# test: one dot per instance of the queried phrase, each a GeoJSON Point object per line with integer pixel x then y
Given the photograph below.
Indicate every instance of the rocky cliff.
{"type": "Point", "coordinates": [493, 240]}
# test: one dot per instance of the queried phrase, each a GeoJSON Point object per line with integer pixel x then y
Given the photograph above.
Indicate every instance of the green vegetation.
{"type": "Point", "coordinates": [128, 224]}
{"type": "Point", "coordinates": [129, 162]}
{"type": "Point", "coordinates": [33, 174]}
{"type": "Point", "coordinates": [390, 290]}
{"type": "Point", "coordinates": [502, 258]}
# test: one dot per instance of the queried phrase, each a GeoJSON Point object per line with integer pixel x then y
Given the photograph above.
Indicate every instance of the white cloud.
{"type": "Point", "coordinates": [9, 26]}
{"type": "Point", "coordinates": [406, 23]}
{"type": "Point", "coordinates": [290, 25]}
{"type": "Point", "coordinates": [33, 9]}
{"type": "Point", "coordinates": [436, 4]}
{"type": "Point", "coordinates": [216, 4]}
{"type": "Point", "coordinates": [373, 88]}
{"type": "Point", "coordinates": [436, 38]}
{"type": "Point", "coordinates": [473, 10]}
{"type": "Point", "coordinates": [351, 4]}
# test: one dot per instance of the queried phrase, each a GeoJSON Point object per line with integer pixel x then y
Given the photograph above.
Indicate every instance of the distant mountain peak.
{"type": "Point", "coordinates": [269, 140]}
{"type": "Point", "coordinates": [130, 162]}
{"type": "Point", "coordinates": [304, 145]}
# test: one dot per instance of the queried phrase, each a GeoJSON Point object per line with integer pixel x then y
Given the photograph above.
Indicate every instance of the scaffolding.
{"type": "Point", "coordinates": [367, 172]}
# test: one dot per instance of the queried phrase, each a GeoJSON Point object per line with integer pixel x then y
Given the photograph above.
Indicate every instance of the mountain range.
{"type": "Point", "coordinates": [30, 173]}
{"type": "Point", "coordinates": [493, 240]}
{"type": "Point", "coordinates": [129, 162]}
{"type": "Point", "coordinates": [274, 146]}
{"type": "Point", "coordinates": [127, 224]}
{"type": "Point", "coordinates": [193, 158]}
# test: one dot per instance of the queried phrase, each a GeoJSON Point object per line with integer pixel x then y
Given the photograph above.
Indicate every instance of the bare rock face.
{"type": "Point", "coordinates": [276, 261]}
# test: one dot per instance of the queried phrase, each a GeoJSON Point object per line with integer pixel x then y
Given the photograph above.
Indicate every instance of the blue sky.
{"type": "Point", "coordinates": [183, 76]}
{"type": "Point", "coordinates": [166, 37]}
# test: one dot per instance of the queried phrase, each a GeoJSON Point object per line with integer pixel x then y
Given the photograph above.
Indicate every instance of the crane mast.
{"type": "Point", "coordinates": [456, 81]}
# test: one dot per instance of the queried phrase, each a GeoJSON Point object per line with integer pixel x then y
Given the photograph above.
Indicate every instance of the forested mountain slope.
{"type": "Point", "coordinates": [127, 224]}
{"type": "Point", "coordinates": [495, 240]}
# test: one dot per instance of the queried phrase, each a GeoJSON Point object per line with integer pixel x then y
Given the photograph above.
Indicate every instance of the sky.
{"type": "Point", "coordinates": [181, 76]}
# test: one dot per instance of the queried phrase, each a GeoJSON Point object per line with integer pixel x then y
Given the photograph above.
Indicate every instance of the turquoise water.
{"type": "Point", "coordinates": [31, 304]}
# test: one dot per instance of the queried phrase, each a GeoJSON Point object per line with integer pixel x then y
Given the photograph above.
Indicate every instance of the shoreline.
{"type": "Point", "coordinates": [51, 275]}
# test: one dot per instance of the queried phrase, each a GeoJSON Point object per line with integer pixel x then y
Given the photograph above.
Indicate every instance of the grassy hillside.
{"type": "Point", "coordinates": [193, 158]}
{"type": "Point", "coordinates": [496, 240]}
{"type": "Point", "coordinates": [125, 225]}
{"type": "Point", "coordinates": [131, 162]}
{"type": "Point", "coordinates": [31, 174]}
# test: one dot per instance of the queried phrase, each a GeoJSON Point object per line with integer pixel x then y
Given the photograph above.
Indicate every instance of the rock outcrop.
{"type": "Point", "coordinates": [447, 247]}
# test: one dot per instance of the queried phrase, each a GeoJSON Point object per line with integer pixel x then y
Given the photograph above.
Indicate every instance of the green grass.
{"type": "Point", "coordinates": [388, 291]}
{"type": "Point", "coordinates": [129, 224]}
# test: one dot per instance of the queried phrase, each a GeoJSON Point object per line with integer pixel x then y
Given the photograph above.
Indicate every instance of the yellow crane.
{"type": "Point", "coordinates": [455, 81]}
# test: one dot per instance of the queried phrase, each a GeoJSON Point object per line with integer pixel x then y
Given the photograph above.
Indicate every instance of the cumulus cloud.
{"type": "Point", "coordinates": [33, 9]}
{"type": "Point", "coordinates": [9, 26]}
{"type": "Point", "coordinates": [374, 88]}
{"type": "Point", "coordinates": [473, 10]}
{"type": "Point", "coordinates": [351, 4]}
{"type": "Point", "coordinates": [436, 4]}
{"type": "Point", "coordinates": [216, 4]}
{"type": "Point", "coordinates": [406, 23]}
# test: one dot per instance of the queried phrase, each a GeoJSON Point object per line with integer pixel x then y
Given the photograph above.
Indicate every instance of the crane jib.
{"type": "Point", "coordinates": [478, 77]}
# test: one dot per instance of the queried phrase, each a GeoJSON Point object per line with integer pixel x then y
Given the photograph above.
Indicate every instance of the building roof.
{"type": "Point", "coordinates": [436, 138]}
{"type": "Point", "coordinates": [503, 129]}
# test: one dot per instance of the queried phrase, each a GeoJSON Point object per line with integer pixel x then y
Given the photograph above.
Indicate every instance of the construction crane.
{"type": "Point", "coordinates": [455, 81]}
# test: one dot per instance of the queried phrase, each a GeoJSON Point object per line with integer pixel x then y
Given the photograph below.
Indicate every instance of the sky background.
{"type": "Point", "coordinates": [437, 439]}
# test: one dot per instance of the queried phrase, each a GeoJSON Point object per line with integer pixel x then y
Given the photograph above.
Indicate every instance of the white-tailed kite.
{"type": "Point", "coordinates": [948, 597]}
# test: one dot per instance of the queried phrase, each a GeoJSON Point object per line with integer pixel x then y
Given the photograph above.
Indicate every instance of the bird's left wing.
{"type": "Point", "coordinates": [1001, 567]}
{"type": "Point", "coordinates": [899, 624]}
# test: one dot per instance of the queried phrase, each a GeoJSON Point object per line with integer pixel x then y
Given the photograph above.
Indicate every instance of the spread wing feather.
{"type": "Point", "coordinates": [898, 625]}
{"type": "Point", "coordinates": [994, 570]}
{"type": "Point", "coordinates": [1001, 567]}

============================================================

[What this task involves] Retype the records above exactly.

[Answer to the problem]
# test: one dot per instance of the queried phrase, each a GeoJSON Point object per line with integer pixel x then y
Given the photograph below.
Indicate every instance of the rocky cliff.
{"type": "Point", "coordinates": [493, 240]}
# test: one dot per instance of the queried phrase, each a GeoJSON Point object per line with integer pixel x then y
Given the photograph above.
Indicate every instance of the green vegetation.
{"type": "Point", "coordinates": [128, 224]}
{"type": "Point", "coordinates": [129, 162]}
{"type": "Point", "coordinates": [33, 174]}
{"type": "Point", "coordinates": [390, 290]}
{"type": "Point", "coordinates": [502, 258]}
# test: one dot per instance of the queried phrase, each a GeoJSON Point object per line with integer pixel x then y
Given the photograph above.
Indicate every instance of the white cloud.
{"type": "Point", "coordinates": [9, 26]}
{"type": "Point", "coordinates": [406, 23]}
{"type": "Point", "coordinates": [290, 25]}
{"type": "Point", "coordinates": [33, 9]}
{"type": "Point", "coordinates": [436, 4]}
{"type": "Point", "coordinates": [216, 4]}
{"type": "Point", "coordinates": [373, 88]}
{"type": "Point", "coordinates": [436, 38]}
{"type": "Point", "coordinates": [473, 10]}
{"type": "Point", "coordinates": [351, 4]}
# test: one dot per instance of the queried phrase, each a GeoJSON Point object per line with integer pixel x then y
Given the photograph above.
Indicate every instance of the distant mountain peak.
{"type": "Point", "coordinates": [269, 140]}
{"type": "Point", "coordinates": [130, 162]}
{"type": "Point", "coordinates": [304, 145]}
# test: one dot per instance of the queried phrase, each a GeoJSON Point object per line with integer pixel x then y
Given the photograph above.
Indicate every instance of the scaffolding.
{"type": "Point", "coordinates": [367, 172]}
# test: one dot per instance of the queried phrase, each a GeoJSON Point object per line with integer pixel x then y
Given the photograph above.
Indicate every instance of the mountain range.
{"type": "Point", "coordinates": [30, 173]}
{"type": "Point", "coordinates": [493, 240]}
{"type": "Point", "coordinates": [129, 162]}
{"type": "Point", "coordinates": [274, 146]}
{"type": "Point", "coordinates": [127, 224]}
{"type": "Point", "coordinates": [193, 158]}
# test: one dot per instance of the queried phrase, each a GeoJSON Point object per line with integer pixel x then y
Given the photograph above.
Indicate every instance of the bare rock face.
{"type": "Point", "coordinates": [276, 261]}
# test: one dot per instance of the queried phrase, each a GeoJSON Point object per line with integer pixel x then y
Given the photograph above.
Indicate every instance of the blue sky.
{"type": "Point", "coordinates": [183, 76]}
{"type": "Point", "coordinates": [166, 37]}
# test: one dot per instance of the queried phrase, each a GeoJSON Point object per line with integer pixel x then y
Given the photograph above.
Indicate every instance of the crane mast.
{"type": "Point", "coordinates": [456, 81]}
# test: one dot per instance of the queried phrase, each a GeoJSON Point object per line with integer pixel x then y
Given the photograph above.
Indicate every instance of the forested mountain slope.
{"type": "Point", "coordinates": [127, 224]}
{"type": "Point", "coordinates": [495, 240]}
# test: one dot per instance of the queried phrase, each a GeoJSON Point object per line with integer pixel x then y
Given the photograph above.
Indicate every instance of the sky.
{"type": "Point", "coordinates": [181, 76]}
# test: one dot per instance of the queried phrase, each a GeoJSON Point object per line with integer pixel x then y
Given the photograph above.
Indicate every instance of the turquoise water.
{"type": "Point", "coordinates": [31, 304]}
# test: one dot per instance of the queried phrase, each a GeoJSON Point object per line with integer pixel x then y
Given the photograph above.
Indicate every instance of the shoreline.
{"type": "Point", "coordinates": [51, 275]}
# test: one dot per instance of the queried phrase, each a GeoJSON Point object per line with integer pixel x then y
Given the photograph above.
Indicate every instance of the grassy hillside.
{"type": "Point", "coordinates": [193, 158]}
{"type": "Point", "coordinates": [496, 240]}
{"type": "Point", "coordinates": [125, 225]}
{"type": "Point", "coordinates": [131, 162]}
{"type": "Point", "coordinates": [31, 174]}
# test: one dot per instance of the queried phrase, each a GeoJSON Point object per line with integer pixel x then y
Given the photograph above.
Indicate every instance of the rock outcrop.
{"type": "Point", "coordinates": [447, 247]}
# test: one dot per instance of the queried phrase, each a GeoJSON Point object per line with integer pixel x then y
Given the photograph above.
Indicate every instance of the green grass.
{"type": "Point", "coordinates": [388, 291]}
{"type": "Point", "coordinates": [129, 224]}
# test: one dot per instance of the queried phrase, each a GeoJSON Point object per line with integer pixel x then y
Given the photograph above.
Indicate every instance of the yellow crane.
{"type": "Point", "coordinates": [455, 81]}
# test: one dot per instance of the queried phrase, each a GeoJSON Point object per line with integer pixel x then y
Given the photograph above.
Indicate every instance of the cumulus cloud.
{"type": "Point", "coordinates": [33, 9]}
{"type": "Point", "coordinates": [9, 26]}
{"type": "Point", "coordinates": [374, 88]}
{"type": "Point", "coordinates": [473, 10]}
{"type": "Point", "coordinates": [351, 4]}
{"type": "Point", "coordinates": [436, 4]}
{"type": "Point", "coordinates": [216, 4]}
{"type": "Point", "coordinates": [406, 23]}
# test: one dot per instance of the queried phrase, each a GeoJSON Point object per line with integer pixel x then y
Given the photograph above.
Indicate every instance of the crane jib.
{"type": "Point", "coordinates": [478, 77]}
# test: one dot per instance of the queried phrase, each a GeoJSON Point object per line with integer pixel x then y
Given the photograph above.
Indicate every instance of the building roof.
{"type": "Point", "coordinates": [436, 138]}
{"type": "Point", "coordinates": [503, 129]}
# test: one dot per instance of the queried phrase, each a GeoJSON Point object per line with integer pixel x then y
Given the photograph above.
Indicate every instance of the construction crane.
{"type": "Point", "coordinates": [455, 81]}
# test: one dot per instance of the queried phrase, each a GeoJSON Point object per line with integer pixel x then y
Given the photograph below.
Indicate every instance of the sky background.
{"type": "Point", "coordinates": [437, 439]}
# test: one dot per instance of the queried phrase, each a GeoJSON Point object per line with integer pixel x then y
Given the photograph above.
Indicate every instance of the white-tailed kite.
{"type": "Point", "coordinates": [948, 597]}
# test: one dot per instance of the queried phrase, each a GeoJSON Point object per line with integer pixel x then y
Given the photograph above.
Indicate every instance of the bird's left wing.
{"type": "Point", "coordinates": [1001, 567]}
{"type": "Point", "coordinates": [899, 624]}
# test: one dot per instance of the queried phrase, each a GeoJSON Point object per line with integer pixel x then y
Given the photograph above.
Indicate every instance of the spread wing feather.
{"type": "Point", "coordinates": [898, 625]}
{"type": "Point", "coordinates": [994, 570]}
{"type": "Point", "coordinates": [1001, 567]}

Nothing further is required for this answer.